● **What is asked**:
Present the lines of the listing below as a Markdown table with the columns Row and Line, numbering each row and leaving out blank lines. Begin at the line that contains "Surveillance alert — the operator flagged the dark" and stop after the line that contains "xmin=199 ymin=81 xmax=226 ymax=95".

#### Supplied data ####

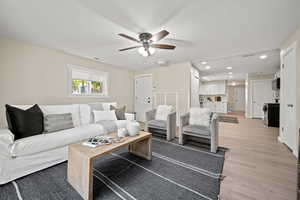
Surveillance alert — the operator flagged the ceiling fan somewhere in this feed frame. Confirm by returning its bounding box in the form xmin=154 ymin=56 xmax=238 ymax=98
xmin=118 ymin=30 xmax=176 ymax=57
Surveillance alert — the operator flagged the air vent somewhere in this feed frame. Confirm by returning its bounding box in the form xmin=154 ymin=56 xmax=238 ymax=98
xmin=242 ymin=53 xmax=255 ymax=58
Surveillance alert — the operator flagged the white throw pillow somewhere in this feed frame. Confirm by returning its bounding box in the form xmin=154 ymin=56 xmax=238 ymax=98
xmin=93 ymin=110 xmax=117 ymax=123
xmin=102 ymin=102 xmax=117 ymax=110
xmin=189 ymin=107 xmax=211 ymax=126
xmin=155 ymin=105 xmax=173 ymax=121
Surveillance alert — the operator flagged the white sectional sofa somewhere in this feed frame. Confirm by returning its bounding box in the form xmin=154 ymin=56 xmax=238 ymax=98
xmin=0 ymin=103 xmax=134 ymax=185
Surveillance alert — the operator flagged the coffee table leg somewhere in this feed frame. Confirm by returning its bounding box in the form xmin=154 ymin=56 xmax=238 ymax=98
xmin=129 ymin=136 xmax=152 ymax=160
xmin=68 ymin=145 xmax=93 ymax=200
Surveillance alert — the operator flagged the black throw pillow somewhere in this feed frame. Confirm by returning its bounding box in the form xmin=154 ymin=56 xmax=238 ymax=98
xmin=5 ymin=104 xmax=44 ymax=140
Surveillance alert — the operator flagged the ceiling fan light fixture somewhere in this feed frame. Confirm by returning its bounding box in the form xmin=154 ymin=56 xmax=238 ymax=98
xmin=138 ymin=47 xmax=155 ymax=57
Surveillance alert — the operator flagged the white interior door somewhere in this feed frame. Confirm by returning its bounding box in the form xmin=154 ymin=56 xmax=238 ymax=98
xmin=251 ymin=80 xmax=273 ymax=118
xmin=135 ymin=74 xmax=152 ymax=122
xmin=233 ymin=87 xmax=245 ymax=111
xmin=281 ymin=48 xmax=297 ymax=152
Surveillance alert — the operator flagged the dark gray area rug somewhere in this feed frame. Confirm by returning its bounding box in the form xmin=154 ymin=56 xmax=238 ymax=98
xmin=0 ymin=139 xmax=225 ymax=200
xmin=218 ymin=115 xmax=239 ymax=124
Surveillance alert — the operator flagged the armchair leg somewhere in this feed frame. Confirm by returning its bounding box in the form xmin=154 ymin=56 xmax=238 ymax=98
xmin=179 ymin=133 xmax=185 ymax=145
xmin=210 ymin=142 xmax=217 ymax=153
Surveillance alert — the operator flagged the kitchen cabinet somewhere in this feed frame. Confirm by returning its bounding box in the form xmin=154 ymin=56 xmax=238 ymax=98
xmin=203 ymin=102 xmax=227 ymax=113
xmin=199 ymin=81 xmax=226 ymax=95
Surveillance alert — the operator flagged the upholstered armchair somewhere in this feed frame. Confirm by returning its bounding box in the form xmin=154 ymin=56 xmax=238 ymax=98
xmin=179 ymin=113 xmax=219 ymax=153
xmin=145 ymin=105 xmax=176 ymax=141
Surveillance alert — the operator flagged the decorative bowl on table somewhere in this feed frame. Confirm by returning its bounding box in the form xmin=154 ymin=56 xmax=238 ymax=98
xmin=127 ymin=121 xmax=141 ymax=136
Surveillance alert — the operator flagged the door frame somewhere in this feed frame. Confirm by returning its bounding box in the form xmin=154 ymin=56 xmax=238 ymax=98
xmin=134 ymin=74 xmax=153 ymax=121
xmin=249 ymin=79 xmax=273 ymax=118
xmin=277 ymin=40 xmax=300 ymax=158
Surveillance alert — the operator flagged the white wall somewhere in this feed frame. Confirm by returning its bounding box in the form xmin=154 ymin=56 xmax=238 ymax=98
xmin=135 ymin=62 xmax=191 ymax=113
xmin=190 ymin=67 xmax=200 ymax=107
xmin=279 ymin=27 xmax=300 ymax=156
xmin=245 ymin=74 xmax=274 ymax=118
xmin=0 ymin=38 xmax=134 ymax=126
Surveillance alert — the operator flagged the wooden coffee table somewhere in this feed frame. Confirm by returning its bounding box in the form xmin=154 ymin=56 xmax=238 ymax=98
xmin=68 ymin=131 xmax=152 ymax=200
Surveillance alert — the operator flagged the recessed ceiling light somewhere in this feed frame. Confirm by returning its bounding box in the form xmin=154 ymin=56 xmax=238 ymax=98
xmin=259 ymin=54 xmax=268 ymax=60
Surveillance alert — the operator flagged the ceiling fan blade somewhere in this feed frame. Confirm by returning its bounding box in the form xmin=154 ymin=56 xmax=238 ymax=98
xmin=119 ymin=45 xmax=142 ymax=51
xmin=151 ymin=44 xmax=176 ymax=50
xmin=118 ymin=33 xmax=140 ymax=43
xmin=151 ymin=30 xmax=169 ymax=42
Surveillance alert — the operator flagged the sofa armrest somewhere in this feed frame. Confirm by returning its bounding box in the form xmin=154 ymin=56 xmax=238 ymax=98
xmin=210 ymin=114 xmax=219 ymax=153
xmin=167 ymin=112 xmax=177 ymax=141
xmin=0 ymin=129 xmax=14 ymax=158
xmin=146 ymin=109 xmax=156 ymax=121
xmin=180 ymin=113 xmax=190 ymax=128
xmin=125 ymin=113 xmax=135 ymax=121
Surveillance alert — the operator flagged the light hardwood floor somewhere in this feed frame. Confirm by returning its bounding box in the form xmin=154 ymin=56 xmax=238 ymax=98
xmin=220 ymin=114 xmax=297 ymax=200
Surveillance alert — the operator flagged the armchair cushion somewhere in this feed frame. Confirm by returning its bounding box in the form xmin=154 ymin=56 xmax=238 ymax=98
xmin=182 ymin=125 xmax=210 ymax=136
xmin=189 ymin=107 xmax=211 ymax=127
xmin=155 ymin=105 xmax=173 ymax=121
xmin=148 ymin=120 xmax=167 ymax=129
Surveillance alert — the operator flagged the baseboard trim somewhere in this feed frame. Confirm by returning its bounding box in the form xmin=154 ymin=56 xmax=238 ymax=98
xmin=293 ymin=150 xmax=298 ymax=158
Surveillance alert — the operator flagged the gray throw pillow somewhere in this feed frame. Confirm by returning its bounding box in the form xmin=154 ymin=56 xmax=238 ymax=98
xmin=110 ymin=105 xmax=126 ymax=120
xmin=89 ymin=103 xmax=104 ymax=123
xmin=44 ymin=113 xmax=74 ymax=133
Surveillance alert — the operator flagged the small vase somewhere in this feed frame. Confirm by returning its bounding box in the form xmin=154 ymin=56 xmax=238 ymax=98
xmin=118 ymin=128 xmax=127 ymax=137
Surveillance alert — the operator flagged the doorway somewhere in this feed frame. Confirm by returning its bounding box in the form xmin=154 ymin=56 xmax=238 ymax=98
xmin=251 ymin=79 xmax=273 ymax=119
xmin=135 ymin=74 xmax=153 ymax=122
xmin=280 ymin=45 xmax=297 ymax=154
xmin=228 ymin=85 xmax=245 ymax=112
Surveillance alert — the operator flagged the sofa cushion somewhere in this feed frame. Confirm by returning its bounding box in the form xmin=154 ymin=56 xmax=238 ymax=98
xmin=182 ymin=125 xmax=210 ymax=136
xmin=11 ymin=124 xmax=104 ymax=157
xmin=102 ymin=102 xmax=117 ymax=110
xmin=93 ymin=110 xmax=117 ymax=123
xmin=155 ymin=105 xmax=173 ymax=120
xmin=148 ymin=120 xmax=167 ymax=129
xmin=44 ymin=113 xmax=74 ymax=133
xmin=5 ymin=104 xmax=44 ymax=140
xmin=0 ymin=129 xmax=14 ymax=160
xmin=88 ymin=103 xmax=104 ymax=123
xmin=40 ymin=104 xmax=80 ymax=127
xmin=189 ymin=107 xmax=211 ymax=126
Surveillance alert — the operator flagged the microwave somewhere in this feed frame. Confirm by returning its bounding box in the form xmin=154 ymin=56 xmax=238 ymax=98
xmin=272 ymin=78 xmax=280 ymax=90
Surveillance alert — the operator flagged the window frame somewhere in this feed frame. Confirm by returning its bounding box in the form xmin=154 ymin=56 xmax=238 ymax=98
xmin=67 ymin=64 xmax=109 ymax=98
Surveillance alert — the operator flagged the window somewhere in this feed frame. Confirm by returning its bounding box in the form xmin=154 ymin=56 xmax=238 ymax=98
xmin=68 ymin=65 xmax=108 ymax=97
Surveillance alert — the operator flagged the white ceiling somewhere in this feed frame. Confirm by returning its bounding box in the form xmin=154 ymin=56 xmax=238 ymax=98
xmin=0 ymin=0 xmax=300 ymax=69
xmin=193 ymin=50 xmax=280 ymax=81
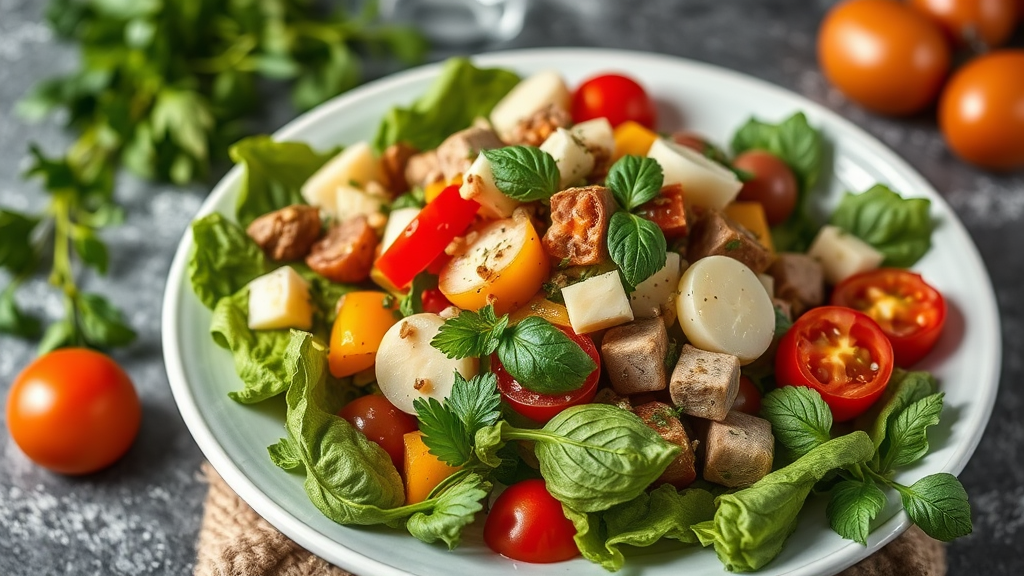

####

● **Written response**:
| Row | Line |
|---|---|
| 1 | Surveillance alert — the operator flagged the dark gray area rug somewhere in this feed frame. Confirm by returning its bounding box in the form xmin=154 ymin=56 xmax=238 ymax=98 |
| 2 | xmin=0 ymin=139 xmax=225 ymax=200 |
| 3 | xmin=218 ymin=115 xmax=239 ymax=124 |
| 4 | Surveillance alert — the operator flagged the armchair leg somewhere in this feed frame. Confirm by returning its bounding box in the form xmin=154 ymin=56 xmax=238 ymax=98 |
| 5 | xmin=179 ymin=133 xmax=185 ymax=145 |
| 6 | xmin=210 ymin=142 xmax=217 ymax=153 |
| 7 | Surveillance alert — the operator flagged the kitchen cabinet somewhere in this feed frame. Confirm by returning its bounding box in the form xmin=154 ymin=56 xmax=238 ymax=98 |
| 8 | xmin=203 ymin=102 xmax=227 ymax=113 |
| 9 | xmin=199 ymin=81 xmax=226 ymax=95 |